*Saved data entries*
◆ ◆ ◆ ◆ ◆

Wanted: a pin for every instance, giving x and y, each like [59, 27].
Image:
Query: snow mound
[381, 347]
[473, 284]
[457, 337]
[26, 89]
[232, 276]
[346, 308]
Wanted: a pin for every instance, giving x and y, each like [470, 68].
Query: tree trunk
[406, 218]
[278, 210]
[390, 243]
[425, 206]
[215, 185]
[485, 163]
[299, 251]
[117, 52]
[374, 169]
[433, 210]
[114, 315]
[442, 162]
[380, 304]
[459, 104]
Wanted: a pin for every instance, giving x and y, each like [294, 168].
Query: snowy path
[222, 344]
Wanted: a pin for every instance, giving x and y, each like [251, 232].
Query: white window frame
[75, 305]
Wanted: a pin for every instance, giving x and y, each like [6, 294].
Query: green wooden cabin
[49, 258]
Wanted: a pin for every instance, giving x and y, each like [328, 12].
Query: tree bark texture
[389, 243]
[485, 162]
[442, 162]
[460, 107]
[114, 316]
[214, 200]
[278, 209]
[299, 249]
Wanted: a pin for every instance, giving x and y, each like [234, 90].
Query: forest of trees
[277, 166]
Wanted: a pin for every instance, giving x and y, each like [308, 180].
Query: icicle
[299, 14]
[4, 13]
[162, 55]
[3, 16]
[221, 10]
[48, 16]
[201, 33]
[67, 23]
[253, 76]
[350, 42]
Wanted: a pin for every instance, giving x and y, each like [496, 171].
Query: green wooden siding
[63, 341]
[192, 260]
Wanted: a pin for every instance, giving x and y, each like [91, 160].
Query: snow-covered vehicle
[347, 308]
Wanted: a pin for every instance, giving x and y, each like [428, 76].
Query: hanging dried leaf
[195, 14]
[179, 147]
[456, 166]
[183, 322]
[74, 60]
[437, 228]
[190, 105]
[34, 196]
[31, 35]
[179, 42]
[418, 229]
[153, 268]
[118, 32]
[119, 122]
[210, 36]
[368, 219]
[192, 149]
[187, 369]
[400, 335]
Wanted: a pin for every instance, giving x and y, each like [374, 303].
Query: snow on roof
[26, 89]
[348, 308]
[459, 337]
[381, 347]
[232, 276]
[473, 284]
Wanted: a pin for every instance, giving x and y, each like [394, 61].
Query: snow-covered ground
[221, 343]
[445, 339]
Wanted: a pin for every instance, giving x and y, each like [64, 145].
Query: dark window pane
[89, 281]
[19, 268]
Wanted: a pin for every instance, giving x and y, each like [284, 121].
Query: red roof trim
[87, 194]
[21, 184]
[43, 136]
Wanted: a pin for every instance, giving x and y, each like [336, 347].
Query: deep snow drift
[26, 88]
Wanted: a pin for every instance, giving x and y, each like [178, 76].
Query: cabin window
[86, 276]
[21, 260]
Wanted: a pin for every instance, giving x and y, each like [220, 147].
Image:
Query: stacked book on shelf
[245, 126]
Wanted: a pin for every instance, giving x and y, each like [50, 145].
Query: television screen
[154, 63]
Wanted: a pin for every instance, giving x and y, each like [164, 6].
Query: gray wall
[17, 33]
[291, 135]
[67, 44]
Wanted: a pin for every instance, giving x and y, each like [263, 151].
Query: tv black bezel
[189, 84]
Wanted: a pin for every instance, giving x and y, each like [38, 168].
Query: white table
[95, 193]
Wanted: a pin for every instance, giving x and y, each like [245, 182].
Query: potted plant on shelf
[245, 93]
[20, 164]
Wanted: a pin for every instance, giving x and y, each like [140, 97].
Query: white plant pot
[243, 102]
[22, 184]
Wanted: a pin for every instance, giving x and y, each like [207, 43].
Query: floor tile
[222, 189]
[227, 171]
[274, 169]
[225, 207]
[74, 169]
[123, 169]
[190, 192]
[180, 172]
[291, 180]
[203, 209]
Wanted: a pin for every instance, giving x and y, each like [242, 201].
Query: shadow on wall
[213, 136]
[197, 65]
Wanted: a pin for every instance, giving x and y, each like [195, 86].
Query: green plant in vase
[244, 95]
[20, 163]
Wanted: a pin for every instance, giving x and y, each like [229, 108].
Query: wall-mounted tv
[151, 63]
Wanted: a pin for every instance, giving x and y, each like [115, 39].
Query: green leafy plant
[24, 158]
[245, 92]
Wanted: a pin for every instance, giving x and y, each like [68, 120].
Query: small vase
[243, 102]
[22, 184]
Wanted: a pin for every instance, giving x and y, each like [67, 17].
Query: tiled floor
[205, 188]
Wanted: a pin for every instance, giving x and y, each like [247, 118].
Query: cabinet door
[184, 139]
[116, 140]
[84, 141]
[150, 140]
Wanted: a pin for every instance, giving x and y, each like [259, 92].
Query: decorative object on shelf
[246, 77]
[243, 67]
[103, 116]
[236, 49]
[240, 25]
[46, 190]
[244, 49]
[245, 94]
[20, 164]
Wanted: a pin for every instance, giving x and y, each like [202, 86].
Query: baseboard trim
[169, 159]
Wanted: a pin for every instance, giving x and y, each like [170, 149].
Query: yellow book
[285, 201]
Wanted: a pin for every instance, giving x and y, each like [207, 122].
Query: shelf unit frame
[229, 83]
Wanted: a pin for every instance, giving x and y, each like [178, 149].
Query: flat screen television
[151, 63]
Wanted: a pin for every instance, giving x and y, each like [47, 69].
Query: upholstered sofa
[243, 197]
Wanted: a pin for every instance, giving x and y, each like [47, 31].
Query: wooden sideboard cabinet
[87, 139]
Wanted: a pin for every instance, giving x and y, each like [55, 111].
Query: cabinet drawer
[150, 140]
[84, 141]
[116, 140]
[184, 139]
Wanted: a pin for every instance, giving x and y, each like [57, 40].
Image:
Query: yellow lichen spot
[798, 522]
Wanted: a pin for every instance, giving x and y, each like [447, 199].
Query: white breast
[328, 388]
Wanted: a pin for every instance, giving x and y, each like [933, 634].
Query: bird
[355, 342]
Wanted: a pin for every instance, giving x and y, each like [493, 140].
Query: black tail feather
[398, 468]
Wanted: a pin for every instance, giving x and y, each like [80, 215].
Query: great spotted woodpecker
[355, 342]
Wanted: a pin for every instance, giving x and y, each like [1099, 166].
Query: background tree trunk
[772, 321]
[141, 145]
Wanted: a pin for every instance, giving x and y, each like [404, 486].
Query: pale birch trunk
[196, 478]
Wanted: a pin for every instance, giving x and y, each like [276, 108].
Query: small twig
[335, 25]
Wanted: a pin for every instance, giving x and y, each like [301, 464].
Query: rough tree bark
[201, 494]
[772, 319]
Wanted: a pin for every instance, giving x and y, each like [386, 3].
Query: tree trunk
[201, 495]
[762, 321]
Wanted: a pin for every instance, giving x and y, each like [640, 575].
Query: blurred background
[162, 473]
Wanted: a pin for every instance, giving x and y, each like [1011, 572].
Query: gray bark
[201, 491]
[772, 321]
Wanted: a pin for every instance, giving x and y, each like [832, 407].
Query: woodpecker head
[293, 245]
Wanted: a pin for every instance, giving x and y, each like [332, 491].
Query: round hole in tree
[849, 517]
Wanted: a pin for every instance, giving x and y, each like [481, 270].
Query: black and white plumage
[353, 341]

◆ ◆ ◆ ◆ ◆

Repeat all of the records exactly.

Wanted: a pin for every instance, giving x and y, each like [59, 27].
Image:
Query: snow mound
[381, 347]
[473, 284]
[457, 337]
[26, 89]
[232, 276]
[346, 308]
Wanted: a pin for every instance, giving x and y, each like [470, 68].
Query: tree trunk
[406, 218]
[278, 210]
[390, 243]
[425, 206]
[215, 185]
[485, 163]
[299, 251]
[117, 52]
[374, 169]
[433, 210]
[114, 315]
[442, 162]
[380, 304]
[459, 104]
Wanted: a pin for every instance, giving x and y, each like [294, 168].
Query: snowy path
[222, 344]
Wanted: a pin for every instance, giving x and y, each like [251, 232].
Query: white window frame
[75, 305]
Wanted: a pin for every instance, giving x and y, each like [6, 294].
Query: green wooden cabin
[49, 258]
Wanted: a pin for every instance, giving x and y, each like [328, 12].
Query: tree bark texture
[389, 243]
[485, 162]
[442, 162]
[460, 107]
[114, 316]
[214, 200]
[278, 209]
[299, 249]
Wanted: a pin for every instance, giving x and y, each like [234, 90].
Query: forest of trees
[277, 166]
Wanted: a pin for every instance, giving x and y, each like [308, 180].
Query: icicle
[299, 14]
[4, 13]
[162, 55]
[3, 16]
[221, 10]
[48, 16]
[201, 33]
[67, 23]
[253, 76]
[350, 42]
Wanted: a pin for every instance, giving x and y, each like [496, 171].
Query: green wooden siding
[63, 341]
[192, 260]
Wanted: a pin for every instance, giving x and y, each like [91, 160].
Query: snow-covered vehicle
[347, 308]
Wanted: a pin for every instance, giving x and y, each like [428, 76].
Query: hanging dried leaf
[195, 14]
[179, 147]
[456, 166]
[183, 322]
[74, 60]
[437, 228]
[190, 105]
[34, 196]
[31, 35]
[179, 42]
[418, 229]
[153, 268]
[118, 32]
[119, 122]
[210, 36]
[368, 219]
[192, 149]
[187, 369]
[400, 335]
Wanted: a pin for every instance, giving x and y, each like [374, 303].
Query: snow on roof
[26, 89]
[348, 308]
[459, 337]
[381, 347]
[232, 276]
[473, 284]
Wanted: a pin for every instance, giving x and y, each like [394, 61].
Query: snow-covered ground
[221, 343]
[445, 339]
Wanted: a pin for every instance, giving x and y, each like [64, 145].
Query: dark window pane
[89, 281]
[19, 268]
Wanted: a pin for every instance, giving x and y, each like [284, 121].
Query: red roof trim
[87, 194]
[21, 184]
[43, 136]
Wanted: a pin for every instance, giving x and y, each like [336, 347].
Query: deep snow drift
[26, 88]
Wanted: a pin for every instance, giving x and y, each like [178, 76].
Query: cabin window
[86, 276]
[21, 260]
Wanted: a pin for every instance, giving x and y, each like [220, 147].
Image:
Query: stacked book on shelf
[245, 126]
Wanted: a pin for every instance, giving x and y, each like [50, 145].
Query: television screen
[154, 63]
Wanted: a pin for every instance, giving x and y, each like [164, 6].
Query: gray wall
[17, 33]
[291, 135]
[67, 44]
Wanted: a pin for every instance, giving x and y, each like [263, 151].
Query: tv black bezel
[189, 84]
Wanted: a pin for every instance, giving x and y, each like [38, 168].
Query: white table
[95, 193]
Wanted: a pin for every instance, giving x and y, each like [245, 182].
Query: potted plant on shelf
[245, 93]
[20, 164]
Wanted: a pin for every instance, giving x and y, each like [140, 97].
Query: white plant pot
[243, 102]
[22, 184]
Wanted: a pin for every instance, giving x and y, each like [207, 43].
Query: floor tile
[222, 189]
[227, 171]
[274, 169]
[225, 207]
[74, 169]
[123, 169]
[190, 192]
[180, 172]
[291, 180]
[203, 209]
Wanted: a pin for every instance, giving x and y, each like [242, 201].
Query: shadow on wall
[213, 136]
[197, 65]
Wanted: a pin for every instance, giving x and y, each like [195, 86].
Query: green plant in vase
[244, 95]
[20, 163]
Wanted: a pin for every instance, giving x and y, each like [229, 108].
Query: wall-mounted tv
[151, 63]
Wanted: a pin for every instance, giving x and y, each like [115, 39].
Query: green leafy plant
[24, 158]
[245, 92]
Wanted: a pin for every instance, giving x and y, each like [68, 120].
Query: small vase
[243, 102]
[22, 184]
Wanted: a pin for every instance, giving x and y, each like [67, 17].
Query: tiled floor
[205, 188]
Wanted: a pin for every instance, giving x and y, each like [247, 118].
Query: cabinet door
[184, 139]
[116, 140]
[84, 141]
[150, 140]
Wanted: a pin for every instance, giving x and y, each like [259, 92].
Query: decorative object on shelf
[246, 77]
[243, 67]
[103, 116]
[236, 49]
[240, 25]
[46, 190]
[244, 49]
[245, 94]
[20, 164]
Wanted: a pin for every instance, giving x and y, each like [202, 86].
Query: baseboard trim
[169, 159]
Wanted: a pin for every instance, giving x and y, each like [170, 149].
Query: yellow book
[285, 201]
Wanted: a pin for every instance, giving x and y, each like [207, 122].
Query: shelf unit frame
[229, 83]
Wanted: a pin for every instance, giving x and y, each like [178, 149].
Query: flat screen television
[151, 63]
Wanted: a pin for every instance, giving x and y, each like [47, 69].
Query: upholstered sofa
[243, 197]
Wanted: a pin for every instance, giving x and y, each like [47, 31].
Query: wooden sideboard cabinet
[87, 139]
Wanted: a pin for every instance, giving x and y, each like [55, 111].
Query: cabinet drawer
[150, 140]
[84, 141]
[116, 140]
[184, 139]
Wanted: a pin for every instance, giving x and y, each like [57, 40].
Image:
Query: yellow lichen spot
[798, 522]
Wanted: a pin for every instance, giving x and y, each like [447, 199].
Query: white breast
[328, 388]
Wanted: a pin for every instance, giving x and y, each like [933, 634].
Query: bird
[355, 342]
Wanted: a pin for every instance, giving x and y, each like [493, 140].
Query: black tail feather
[398, 468]
Wanted: a pin for every instance, giving x and y, each like [80, 215].
Query: great spotted woodpecker
[355, 342]
Wanted: a pin for every instance, giving x and y, each like [1099, 166].
Query: background tree trunk
[772, 321]
[141, 145]
Wanted: a pin for every instance, giving x and y, each like [404, 486].
Query: pale birch trunk
[196, 478]
Wanted: a pin for every instance, giving x and y, each like [276, 108].
Query: small twig
[335, 25]
Wanted: a pin for every instance, giving x and y, each like [301, 464].
Query: rough tree bark
[201, 494]
[772, 319]
Wanted: a pin for every instance, giving x and y, each like [386, 3].
Query: tree trunk
[201, 495]
[762, 321]
Wanted: a pin for every instance, giving x and y, each like [640, 575].
Query: blurred background
[162, 473]
Wanted: a pin for every instance, giving x and y, each like [1011, 572].
Query: gray bark
[201, 491]
[772, 321]
Wanted: a pin for every instance, giving x and y, each like [832, 407].
Query: woodpecker head
[293, 245]
Wanted: a pin for every instance, giving x and y, each like [332, 491].
Query: round hole in tree
[849, 517]
Wanted: a pin for every instance, giving x and y, each like [481, 270].
Query: black and white plumage
[353, 341]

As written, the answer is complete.